[Opening Provided data section]

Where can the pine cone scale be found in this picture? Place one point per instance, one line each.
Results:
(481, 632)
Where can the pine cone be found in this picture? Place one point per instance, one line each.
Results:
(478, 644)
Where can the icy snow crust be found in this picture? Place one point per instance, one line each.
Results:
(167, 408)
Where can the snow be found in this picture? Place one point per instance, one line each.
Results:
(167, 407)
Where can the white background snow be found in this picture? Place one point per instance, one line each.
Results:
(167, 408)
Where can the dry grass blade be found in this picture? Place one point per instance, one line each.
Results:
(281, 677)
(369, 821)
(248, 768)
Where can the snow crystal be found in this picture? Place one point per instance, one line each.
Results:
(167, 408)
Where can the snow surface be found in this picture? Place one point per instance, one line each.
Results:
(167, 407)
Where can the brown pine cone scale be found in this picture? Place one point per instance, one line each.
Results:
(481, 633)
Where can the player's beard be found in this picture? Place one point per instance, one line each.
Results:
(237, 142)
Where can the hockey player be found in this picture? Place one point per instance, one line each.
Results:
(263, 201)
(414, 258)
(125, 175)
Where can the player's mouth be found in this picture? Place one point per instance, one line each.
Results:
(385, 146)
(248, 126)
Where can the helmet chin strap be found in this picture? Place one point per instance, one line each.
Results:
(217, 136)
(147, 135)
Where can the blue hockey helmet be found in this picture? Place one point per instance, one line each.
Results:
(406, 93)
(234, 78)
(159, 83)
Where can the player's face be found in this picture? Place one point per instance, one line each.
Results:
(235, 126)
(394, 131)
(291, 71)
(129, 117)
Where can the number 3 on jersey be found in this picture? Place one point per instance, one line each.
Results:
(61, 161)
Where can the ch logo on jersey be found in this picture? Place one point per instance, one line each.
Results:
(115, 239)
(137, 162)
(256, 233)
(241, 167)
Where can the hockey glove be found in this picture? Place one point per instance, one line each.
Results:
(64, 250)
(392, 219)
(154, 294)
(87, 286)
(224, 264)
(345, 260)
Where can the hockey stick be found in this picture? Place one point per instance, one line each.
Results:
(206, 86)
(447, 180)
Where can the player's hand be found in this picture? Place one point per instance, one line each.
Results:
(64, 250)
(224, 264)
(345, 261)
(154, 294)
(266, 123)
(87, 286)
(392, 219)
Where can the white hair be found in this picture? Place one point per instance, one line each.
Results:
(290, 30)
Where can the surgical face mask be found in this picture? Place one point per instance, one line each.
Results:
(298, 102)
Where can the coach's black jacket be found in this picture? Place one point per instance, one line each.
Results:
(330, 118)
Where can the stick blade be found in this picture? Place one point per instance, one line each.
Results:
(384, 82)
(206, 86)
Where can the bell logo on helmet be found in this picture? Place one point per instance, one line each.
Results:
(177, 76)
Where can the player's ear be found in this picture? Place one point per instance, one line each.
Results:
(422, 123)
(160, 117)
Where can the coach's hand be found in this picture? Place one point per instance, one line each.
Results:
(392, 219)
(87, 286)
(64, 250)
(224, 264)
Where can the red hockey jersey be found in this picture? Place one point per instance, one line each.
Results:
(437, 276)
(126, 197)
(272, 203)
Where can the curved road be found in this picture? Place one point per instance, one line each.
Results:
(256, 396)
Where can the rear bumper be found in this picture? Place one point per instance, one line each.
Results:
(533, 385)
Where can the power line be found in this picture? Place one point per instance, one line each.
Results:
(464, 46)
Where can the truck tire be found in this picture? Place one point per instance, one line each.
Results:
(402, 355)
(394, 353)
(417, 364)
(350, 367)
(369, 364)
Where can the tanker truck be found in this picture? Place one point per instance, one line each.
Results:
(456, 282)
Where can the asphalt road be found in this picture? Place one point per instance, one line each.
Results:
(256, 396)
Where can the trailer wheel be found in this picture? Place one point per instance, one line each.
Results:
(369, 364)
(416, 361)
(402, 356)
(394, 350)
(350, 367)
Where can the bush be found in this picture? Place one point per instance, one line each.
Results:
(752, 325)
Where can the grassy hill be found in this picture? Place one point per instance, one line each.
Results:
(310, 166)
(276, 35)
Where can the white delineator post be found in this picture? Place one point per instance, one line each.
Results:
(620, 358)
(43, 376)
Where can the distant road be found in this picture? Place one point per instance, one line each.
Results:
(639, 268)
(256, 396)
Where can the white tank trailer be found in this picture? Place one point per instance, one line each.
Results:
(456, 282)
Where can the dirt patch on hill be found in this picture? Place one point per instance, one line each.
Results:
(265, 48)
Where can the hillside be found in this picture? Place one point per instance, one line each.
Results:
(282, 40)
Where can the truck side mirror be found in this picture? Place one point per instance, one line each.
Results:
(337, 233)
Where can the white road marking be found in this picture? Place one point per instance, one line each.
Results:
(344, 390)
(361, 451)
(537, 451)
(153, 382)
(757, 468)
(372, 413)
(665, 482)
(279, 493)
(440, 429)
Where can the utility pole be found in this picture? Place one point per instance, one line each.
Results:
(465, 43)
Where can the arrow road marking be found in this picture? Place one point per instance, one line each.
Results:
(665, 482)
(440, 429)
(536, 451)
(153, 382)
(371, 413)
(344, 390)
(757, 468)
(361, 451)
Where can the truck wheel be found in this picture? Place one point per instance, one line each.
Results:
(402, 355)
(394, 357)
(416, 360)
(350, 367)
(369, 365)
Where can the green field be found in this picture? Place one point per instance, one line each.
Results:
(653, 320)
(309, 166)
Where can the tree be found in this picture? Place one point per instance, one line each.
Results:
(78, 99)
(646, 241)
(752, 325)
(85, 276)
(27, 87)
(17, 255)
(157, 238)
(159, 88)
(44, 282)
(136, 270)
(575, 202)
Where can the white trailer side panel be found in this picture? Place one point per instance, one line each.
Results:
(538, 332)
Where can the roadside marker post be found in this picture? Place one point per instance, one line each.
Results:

[Closing Provided data section]

# Work item
A word-for-word copy of the data is what should be returned.

# Solution
Where can the pine cone scale be found in this picture? Place one point per instance, one line each.
Results:
(481, 632)
Where can the pine cone be found in this picture? Place one point per instance, one line each.
Results:
(478, 644)
Where can the icy snow crust be found in this picture? Place one point per instance, one line each.
Results:
(167, 408)
Where can the snow be found in this picture? Place one point per instance, one line each.
Results:
(167, 407)
Where can the white background snow be found in this picture? Place one point per instance, one line each.
Results:
(167, 408)
Where can the dry grass blade be found in this picture? Place one point per instance, one line each.
Results:
(281, 677)
(369, 821)
(248, 768)
Where can the snow crystal be found in this picture? Place one point per instance, one line each.
Results:
(167, 408)
Where can the snow surface be found in this picture? Place one point per instance, one line each.
Results:
(167, 407)
Where can the brown pine cone scale be found in this picture? Place one point per instance, one line each.
Results:
(481, 633)
Where can the player's beard be found in this picture? Place one point per instance, one line each.
Results:
(237, 142)
Where can the hockey player be found in this picture? Place one point per instance, one line each.
Results:
(263, 201)
(414, 258)
(125, 175)
Where can the player's mouth be found in this picture? Place one point per instance, one line each.
Results:
(385, 146)
(248, 126)
Where can the helmet chin strap be found in this picture? Place one point per instance, one line each.
Results:
(217, 136)
(147, 135)
Where can the blue hockey helmet be found in this picture? Place one point per instance, one line each.
Results:
(406, 93)
(234, 78)
(159, 83)
Where can the player's face be found in this picture? Place one point per instance, one line each.
Results:
(235, 126)
(394, 131)
(291, 71)
(129, 117)
Where can the number 3 on jersey be found in this picture? Place one point per instance, one line each.
Results:
(61, 161)
Where can the ch logo on jersey be found in this picture? Place one point per instance, one line each.
Results:
(115, 239)
(137, 162)
(256, 233)
(241, 167)
Where can the hockey glove be found in this picture? Place one point per instance, one line each.
Results:
(64, 250)
(392, 219)
(154, 294)
(87, 286)
(224, 264)
(345, 260)
Where can the hockey stick be found in this picture? Place one point per instance, one line each.
Results:
(206, 86)
(447, 180)
Where can the player's hand be found in this picture? Place one point per instance, one line each.
Results:
(64, 250)
(224, 264)
(345, 261)
(154, 294)
(266, 123)
(87, 286)
(392, 219)
Where can the white hair be found in this picture? Place one point per instance, one line each.
Results:
(290, 30)
Where can the surgical face mask be found in this picture? Place one point per instance, one line each.
Results:
(298, 102)
Where can the coach's black jacket be found in this picture? Place one point per instance, one line each.
Results:
(330, 118)
Where can the stick blade be found in this picture? Place one point per instance, one line each.
Results:
(384, 82)
(206, 86)
Where can the bell logo on helmet be found in this picture? Place one point per instance, one line each.
Results:
(177, 76)
Where can the player's ear be found in this picture? Place one point per instance, one line each.
Results:
(422, 123)
(160, 117)
Where can the coach's hand be found in this picture? Place one point per instance, one line each.
Results:
(392, 219)
(87, 286)
(64, 250)
(224, 264)
Where can the red hockey jersey be found in this picture? Place one point per instance, one line each.
Results:
(437, 276)
(126, 197)
(272, 203)
Where can the curved road be found in this picture? Place one point per instance, one line each.
Results:
(256, 396)
Where can the rear bumper be found in this picture? Place one point per instance, one line each.
Results:
(533, 385)
Where can the power line be found in this picture? Place one point per instance, one line each.
Results:
(464, 46)
Where can the truck tire be found in this picture? Place one point per instance, one line each.
Results:
(402, 355)
(394, 353)
(417, 364)
(350, 367)
(369, 364)
Where can the tanker truck be found in this picture? Place one point per instance, one line each.
Results:
(456, 282)
Where can the asphalt road be found in this picture? Place one point per instance, one line each.
Results:
(256, 396)
Where can the trailer wheel be found in this picture? Place one point per instance, one line each.
Results:
(369, 364)
(416, 361)
(402, 356)
(394, 350)
(350, 367)
Where can the bush be found in this picture? Place one point per instance, one line each.
Results:
(752, 325)
Where can the grassy hill be found in this picture? Place one point per instance, one line each.
Results:
(310, 166)
(276, 35)
Where can the white delineator post be found in this picture? Place one point per instance, one line each.
Results:
(620, 358)
(43, 376)
Where can the distant road be found in this picture? Place one point per instance, one line each.
Results:
(639, 268)
(256, 396)
Where can the white tank trailer be found in this picture? Place one point per instance, one line each.
Results:
(456, 282)
Where can the dirt patch on hill be found in this picture? Place one point per instance, one line each.
Results:
(265, 48)
Where can the hillside be found in this picture? Place one point per instance, one line each.
Results:
(282, 40)
Where can the truck side mirror be found in this picture? Place one point per instance, one line each.
Results:
(337, 233)
Where can the white road marking be found in this picture? Place one point per instance, one line each.
Results:
(344, 390)
(361, 451)
(537, 451)
(153, 382)
(757, 468)
(372, 413)
(665, 482)
(279, 493)
(440, 429)
Where can the utility pole be found in this picture? Place one point per instance, one line each.
Results:
(465, 43)
Where can the arrow road marking be found in this picture? Place one point per instance, one line each.
Results:
(665, 482)
(440, 429)
(536, 451)
(153, 382)
(371, 413)
(344, 390)
(757, 468)
(361, 451)
Where can the truck wheel be found in this picture? Place one point per instance, one line each.
Results:
(402, 355)
(394, 357)
(416, 360)
(350, 367)
(369, 365)
Where can the green field be found in this picture? Place one point per instance, one line each.
Results:
(653, 320)
(309, 166)
Where can the tree be found in this picture? Place one point per instance, one line each.
Results:
(78, 99)
(646, 241)
(752, 325)
(85, 276)
(27, 87)
(17, 255)
(157, 238)
(159, 88)
(44, 282)
(136, 270)
(575, 202)
Where can the white trailer side panel be found in this picture? Place one point per instance, one line each.
Results:
(538, 332)
Where can the roadside marker post be found in this picture? Place one point per instance, one line each.
Results:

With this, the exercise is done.